• _PROBLEM DETAILS_
Continue the notes on child victimization from the point where they stop.

------ PAGE TEXT

Given the fact that the same behavior might result from very different motives the goal-directed
act itself may be unclear.

Child victimization: developmental victimology
Children run a greater risk, but child victimization is often not detected / reported → The
younger the victims, the less likely that victimization will be reported to law enforcement.
 Poly-victimization = a victim who has had several victimizations → 10% of young victims
suffered more than 7 instances of victimization in one year.
 Finkelhor: Stranger danger? A plausible principle of developmental victimology is that
younger children have a greater proportion of their victimizations at the hand of intimates and
correspondingly fewer at the hands of strangers because they live more sheltered lives and
spend more time around family – Cf. pattern which occurs because the responsibilities created
by children’s dependency status fail primarily on parents and family members – the main
individuals in a position to violate those responsibilities in a way that would create
victimization.

Young victims suffer the same consequences as adult victims, and they suffer from much
victimization specific to childhood. The importance of dependency:
 Children also suffer from offenses that are particular to their status. The main status
characteristic of childhood is its condition of dependency which is a function of social and
psychological immaturity. The dependency of children creates what might be thought of as
a spectrum of vulnerability: the victimization types that children suffer from can be
arrayed on a continuum according to the degree to which they involve violations of
children’s dependency status.

------------
------ GIVEN ENTRIES

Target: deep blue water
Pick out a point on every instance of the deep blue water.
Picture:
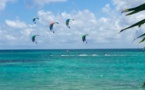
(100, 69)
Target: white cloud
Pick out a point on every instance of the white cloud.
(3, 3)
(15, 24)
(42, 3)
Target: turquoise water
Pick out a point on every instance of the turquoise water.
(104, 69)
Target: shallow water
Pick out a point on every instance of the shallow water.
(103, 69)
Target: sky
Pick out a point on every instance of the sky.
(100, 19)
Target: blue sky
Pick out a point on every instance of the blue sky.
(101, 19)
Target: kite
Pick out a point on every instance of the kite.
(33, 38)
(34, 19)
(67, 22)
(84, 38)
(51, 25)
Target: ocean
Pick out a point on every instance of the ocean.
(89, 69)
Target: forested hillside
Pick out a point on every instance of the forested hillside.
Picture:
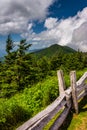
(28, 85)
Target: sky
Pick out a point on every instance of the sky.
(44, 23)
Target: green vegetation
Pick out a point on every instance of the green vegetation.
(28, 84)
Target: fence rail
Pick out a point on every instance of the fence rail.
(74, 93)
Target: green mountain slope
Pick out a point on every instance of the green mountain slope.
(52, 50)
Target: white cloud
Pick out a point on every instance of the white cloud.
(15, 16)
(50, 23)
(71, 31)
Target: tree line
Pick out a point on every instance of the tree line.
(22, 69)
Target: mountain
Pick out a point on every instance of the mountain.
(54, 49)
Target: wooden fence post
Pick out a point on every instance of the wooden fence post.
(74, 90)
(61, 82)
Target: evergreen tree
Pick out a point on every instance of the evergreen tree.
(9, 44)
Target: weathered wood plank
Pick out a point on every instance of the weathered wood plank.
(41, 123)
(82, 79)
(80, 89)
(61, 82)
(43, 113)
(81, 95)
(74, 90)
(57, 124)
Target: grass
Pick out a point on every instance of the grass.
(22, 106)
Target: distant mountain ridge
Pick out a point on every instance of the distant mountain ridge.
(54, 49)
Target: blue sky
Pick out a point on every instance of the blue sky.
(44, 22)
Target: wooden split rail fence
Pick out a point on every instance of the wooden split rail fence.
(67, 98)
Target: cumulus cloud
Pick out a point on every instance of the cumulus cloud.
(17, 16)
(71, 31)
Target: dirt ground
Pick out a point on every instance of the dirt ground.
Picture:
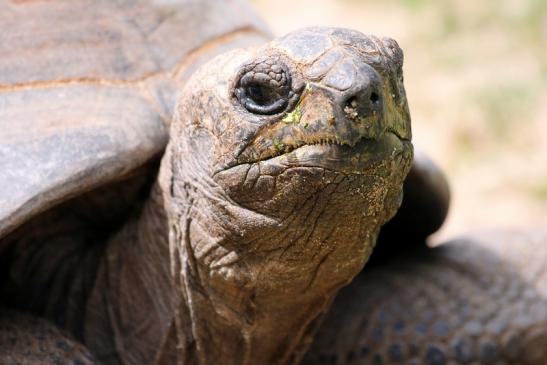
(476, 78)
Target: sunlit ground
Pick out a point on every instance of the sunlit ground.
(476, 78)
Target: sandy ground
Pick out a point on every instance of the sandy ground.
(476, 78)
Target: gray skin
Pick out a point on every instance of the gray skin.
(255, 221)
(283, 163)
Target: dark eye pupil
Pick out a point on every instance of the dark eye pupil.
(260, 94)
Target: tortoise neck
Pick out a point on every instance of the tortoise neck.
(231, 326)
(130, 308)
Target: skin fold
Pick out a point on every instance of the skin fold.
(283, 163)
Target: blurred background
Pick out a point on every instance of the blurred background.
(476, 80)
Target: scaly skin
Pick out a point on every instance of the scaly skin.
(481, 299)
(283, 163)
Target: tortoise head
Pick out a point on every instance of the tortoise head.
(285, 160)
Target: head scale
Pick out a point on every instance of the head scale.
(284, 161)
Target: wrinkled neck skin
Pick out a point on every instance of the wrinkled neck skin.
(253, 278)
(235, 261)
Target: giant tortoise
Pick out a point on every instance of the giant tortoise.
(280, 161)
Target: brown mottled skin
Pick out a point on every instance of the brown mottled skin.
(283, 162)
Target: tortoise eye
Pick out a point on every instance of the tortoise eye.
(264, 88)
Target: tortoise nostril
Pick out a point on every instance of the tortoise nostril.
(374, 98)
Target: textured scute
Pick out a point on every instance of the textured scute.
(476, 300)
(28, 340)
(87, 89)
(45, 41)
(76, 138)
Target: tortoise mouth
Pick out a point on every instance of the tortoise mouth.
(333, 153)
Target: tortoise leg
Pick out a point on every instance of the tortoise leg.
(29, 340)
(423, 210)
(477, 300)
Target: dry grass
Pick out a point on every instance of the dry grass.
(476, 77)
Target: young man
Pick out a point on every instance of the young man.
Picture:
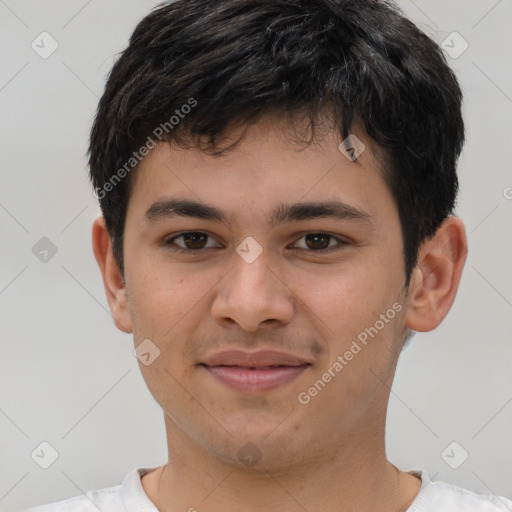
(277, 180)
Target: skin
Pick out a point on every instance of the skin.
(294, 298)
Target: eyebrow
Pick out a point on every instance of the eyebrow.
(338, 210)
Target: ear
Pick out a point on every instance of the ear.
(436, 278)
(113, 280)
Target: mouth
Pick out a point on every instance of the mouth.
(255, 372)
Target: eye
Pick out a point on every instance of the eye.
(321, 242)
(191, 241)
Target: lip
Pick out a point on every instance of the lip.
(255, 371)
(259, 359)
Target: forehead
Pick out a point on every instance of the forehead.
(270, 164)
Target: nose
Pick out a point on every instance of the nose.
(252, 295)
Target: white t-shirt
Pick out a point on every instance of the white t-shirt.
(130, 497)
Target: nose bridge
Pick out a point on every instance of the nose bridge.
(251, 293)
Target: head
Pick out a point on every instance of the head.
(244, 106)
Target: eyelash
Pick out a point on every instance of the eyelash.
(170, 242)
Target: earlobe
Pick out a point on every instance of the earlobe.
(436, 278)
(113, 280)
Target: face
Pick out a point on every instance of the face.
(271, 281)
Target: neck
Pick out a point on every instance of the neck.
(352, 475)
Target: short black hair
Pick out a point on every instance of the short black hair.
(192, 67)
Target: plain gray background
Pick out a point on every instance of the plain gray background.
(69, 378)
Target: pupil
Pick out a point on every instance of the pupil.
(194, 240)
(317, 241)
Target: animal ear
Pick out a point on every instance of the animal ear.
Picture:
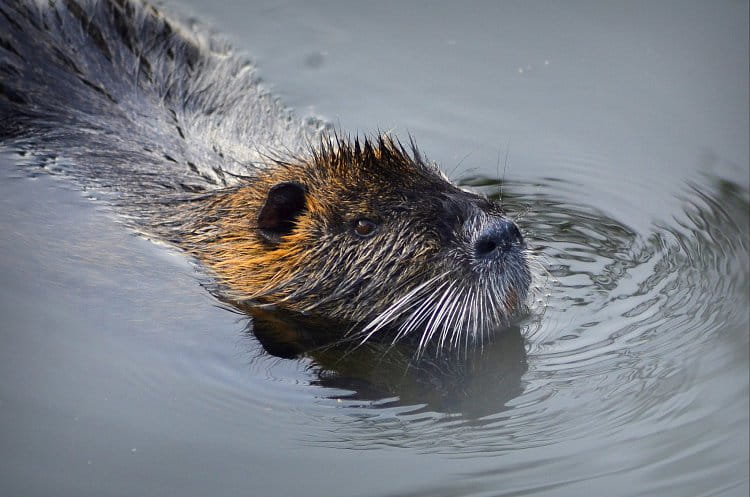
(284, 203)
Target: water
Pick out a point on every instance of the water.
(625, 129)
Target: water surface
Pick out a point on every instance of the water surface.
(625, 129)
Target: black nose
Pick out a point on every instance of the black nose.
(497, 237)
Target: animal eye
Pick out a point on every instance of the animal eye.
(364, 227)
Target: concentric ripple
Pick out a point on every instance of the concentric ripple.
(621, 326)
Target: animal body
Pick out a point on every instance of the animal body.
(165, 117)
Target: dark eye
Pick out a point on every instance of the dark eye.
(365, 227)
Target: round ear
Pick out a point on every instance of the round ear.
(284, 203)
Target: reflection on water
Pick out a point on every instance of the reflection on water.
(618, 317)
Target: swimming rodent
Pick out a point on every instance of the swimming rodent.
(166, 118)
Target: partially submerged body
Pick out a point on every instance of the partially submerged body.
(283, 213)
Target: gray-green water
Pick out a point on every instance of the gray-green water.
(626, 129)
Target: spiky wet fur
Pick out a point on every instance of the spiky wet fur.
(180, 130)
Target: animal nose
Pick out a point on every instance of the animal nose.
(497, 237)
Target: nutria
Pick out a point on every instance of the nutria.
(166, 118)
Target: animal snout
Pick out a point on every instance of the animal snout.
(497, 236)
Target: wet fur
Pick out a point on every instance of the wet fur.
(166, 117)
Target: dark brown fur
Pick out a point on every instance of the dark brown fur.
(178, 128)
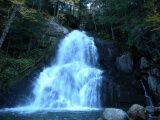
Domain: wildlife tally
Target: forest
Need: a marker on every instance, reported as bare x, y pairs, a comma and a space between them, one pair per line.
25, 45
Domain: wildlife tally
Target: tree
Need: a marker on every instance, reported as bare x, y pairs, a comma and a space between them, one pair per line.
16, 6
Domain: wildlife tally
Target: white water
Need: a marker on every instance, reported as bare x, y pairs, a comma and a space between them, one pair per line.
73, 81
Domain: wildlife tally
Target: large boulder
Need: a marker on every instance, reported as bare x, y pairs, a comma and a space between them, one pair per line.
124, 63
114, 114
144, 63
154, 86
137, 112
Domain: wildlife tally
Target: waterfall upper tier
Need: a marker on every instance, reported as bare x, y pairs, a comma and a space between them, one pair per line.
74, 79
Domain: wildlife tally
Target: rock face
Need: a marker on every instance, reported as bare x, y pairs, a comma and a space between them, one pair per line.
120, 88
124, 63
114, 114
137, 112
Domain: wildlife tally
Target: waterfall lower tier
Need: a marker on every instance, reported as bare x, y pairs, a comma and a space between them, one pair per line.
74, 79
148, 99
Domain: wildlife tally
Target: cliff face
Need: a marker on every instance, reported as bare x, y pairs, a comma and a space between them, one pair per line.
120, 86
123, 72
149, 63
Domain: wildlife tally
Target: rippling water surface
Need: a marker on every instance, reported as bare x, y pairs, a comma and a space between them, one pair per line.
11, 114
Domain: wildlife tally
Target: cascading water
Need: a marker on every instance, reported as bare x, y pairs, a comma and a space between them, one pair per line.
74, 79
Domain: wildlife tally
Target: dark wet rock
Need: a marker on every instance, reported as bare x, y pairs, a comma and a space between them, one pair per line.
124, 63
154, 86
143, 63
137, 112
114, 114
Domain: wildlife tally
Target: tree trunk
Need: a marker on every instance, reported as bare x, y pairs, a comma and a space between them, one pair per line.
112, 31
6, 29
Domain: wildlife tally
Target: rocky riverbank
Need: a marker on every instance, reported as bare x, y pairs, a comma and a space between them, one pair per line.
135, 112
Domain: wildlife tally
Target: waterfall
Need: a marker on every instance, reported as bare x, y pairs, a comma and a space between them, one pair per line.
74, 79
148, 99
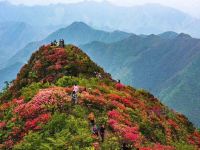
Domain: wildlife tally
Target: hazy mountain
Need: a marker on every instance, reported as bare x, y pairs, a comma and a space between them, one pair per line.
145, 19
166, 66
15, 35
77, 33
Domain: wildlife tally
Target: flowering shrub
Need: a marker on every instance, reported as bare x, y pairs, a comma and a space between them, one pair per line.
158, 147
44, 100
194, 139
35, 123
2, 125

------------

• _RESULT OF THE EXERCISE_
o Mix of victimization threats that face children on different ages.
o Differentiate how children at different stages react and cope with the challenges
posed by victimization.

Three types of child victimization based on prevalence:
1. “Pandemic” victimization = often seen as no crime but happens to a majority of children
at some time in the course of growing up → E.g., sibling and peer assault, theft, vandalism,
robbery.
 Deserves greater attention if only for the alarming frequency with which they
occur and the influence they have on children’s everyday existence.
2. “Acute” victimization = less frequent and occur to a sizable minority but maybe on
average of a generally greater severity → E.g., physical abuse and neglect and family
abduction.
3. “Extraordinary” victimization = very low prevalence but attract the most attention →
E.g. (child abuse) homicide and stranger abduction.

Complexities of child victimization:
1. Crime: conventional crimes with child victims.
2. Child-maltreatment: acts that violate a child’s welfare statute (also indirect victimization:
children witness or are closely affected by the crime victimization of a family member or
friend) → throughout the years there has been a change in how we see this.
3. Non-crimes: acts that would have been crimes if occurring between adults but are
generally not seen so between children → The cultural assumption is that these acts are less
serious or less criminal when they occur at earlier stages.